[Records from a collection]
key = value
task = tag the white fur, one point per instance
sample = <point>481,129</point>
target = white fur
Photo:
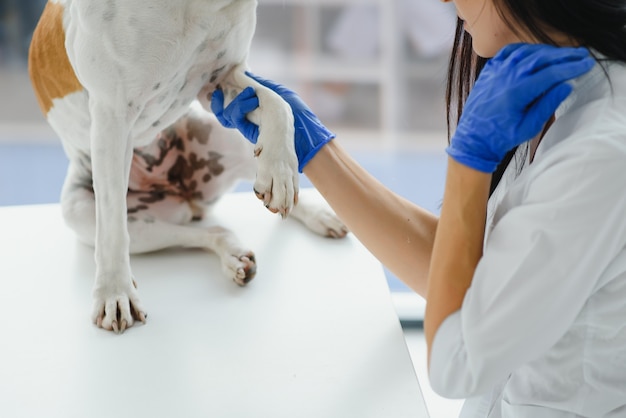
<point>142,64</point>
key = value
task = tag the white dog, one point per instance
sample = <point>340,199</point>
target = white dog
<point>118,81</point>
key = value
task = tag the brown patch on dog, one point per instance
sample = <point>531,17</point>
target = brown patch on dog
<point>50,70</point>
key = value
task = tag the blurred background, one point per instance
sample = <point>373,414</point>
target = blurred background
<point>373,71</point>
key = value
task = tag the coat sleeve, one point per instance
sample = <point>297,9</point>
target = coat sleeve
<point>540,264</point>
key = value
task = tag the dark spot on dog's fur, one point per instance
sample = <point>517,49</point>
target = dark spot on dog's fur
<point>136,209</point>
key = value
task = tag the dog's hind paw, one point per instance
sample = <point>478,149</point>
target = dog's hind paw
<point>241,268</point>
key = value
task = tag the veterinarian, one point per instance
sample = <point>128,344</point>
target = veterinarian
<point>524,271</point>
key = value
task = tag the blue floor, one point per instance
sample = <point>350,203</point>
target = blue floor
<point>34,173</point>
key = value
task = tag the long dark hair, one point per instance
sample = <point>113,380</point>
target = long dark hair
<point>599,25</point>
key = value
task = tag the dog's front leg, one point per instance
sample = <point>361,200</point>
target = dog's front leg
<point>277,165</point>
<point>116,303</point>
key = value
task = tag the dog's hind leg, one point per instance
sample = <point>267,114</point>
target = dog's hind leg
<point>158,226</point>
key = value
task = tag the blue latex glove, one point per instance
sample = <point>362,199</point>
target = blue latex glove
<point>310,134</point>
<point>516,93</point>
<point>234,115</point>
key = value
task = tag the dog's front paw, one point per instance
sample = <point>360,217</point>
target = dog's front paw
<point>116,305</point>
<point>277,178</point>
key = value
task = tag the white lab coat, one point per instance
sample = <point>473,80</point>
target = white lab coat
<point>542,329</point>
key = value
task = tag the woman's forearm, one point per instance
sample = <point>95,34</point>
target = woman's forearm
<point>458,244</point>
<point>399,233</point>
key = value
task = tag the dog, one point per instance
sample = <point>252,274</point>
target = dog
<point>126,85</point>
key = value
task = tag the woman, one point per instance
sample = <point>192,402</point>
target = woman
<point>524,272</point>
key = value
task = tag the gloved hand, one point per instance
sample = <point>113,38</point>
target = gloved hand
<point>234,115</point>
<point>515,95</point>
<point>310,134</point>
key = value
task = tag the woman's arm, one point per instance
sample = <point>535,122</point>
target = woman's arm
<point>458,244</point>
<point>399,233</point>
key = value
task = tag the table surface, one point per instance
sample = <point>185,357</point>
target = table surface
<point>313,335</point>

» **What you have to do**
Output only an exact transcription of the lines above from the one with "sample = <point>517,49</point>" up to and including the one with "task = tag the blue latex".

» **Result of this task**
sample = <point>517,49</point>
target = dark spot on dog's fur
<point>136,209</point>
key = value
task = tag the dog's hind paw, one point per instance
sample = <point>478,149</point>
target = dog's hind paw
<point>241,268</point>
key = value
task = tag the veterinarian, one point per instance
sample = <point>128,344</point>
target = veterinarian
<point>524,271</point>
key = value
task = tag the blue floor, one point per instance
sample = <point>350,203</point>
target = blue floor
<point>34,173</point>
key = value
task = tag the long dark hair, one point per instance
sample = <point>113,380</point>
target = long dark hair
<point>599,25</point>
key = value
task = tag the dog's front leg, one point per instance
sample = <point>361,200</point>
target = dog's front leg
<point>277,165</point>
<point>116,303</point>
key = value
task = tag the dog's hind leg, one point per instance
sample = <point>267,114</point>
target = dog's hind leg
<point>158,226</point>
key = value
task = tag the blue latex glove, one point per instance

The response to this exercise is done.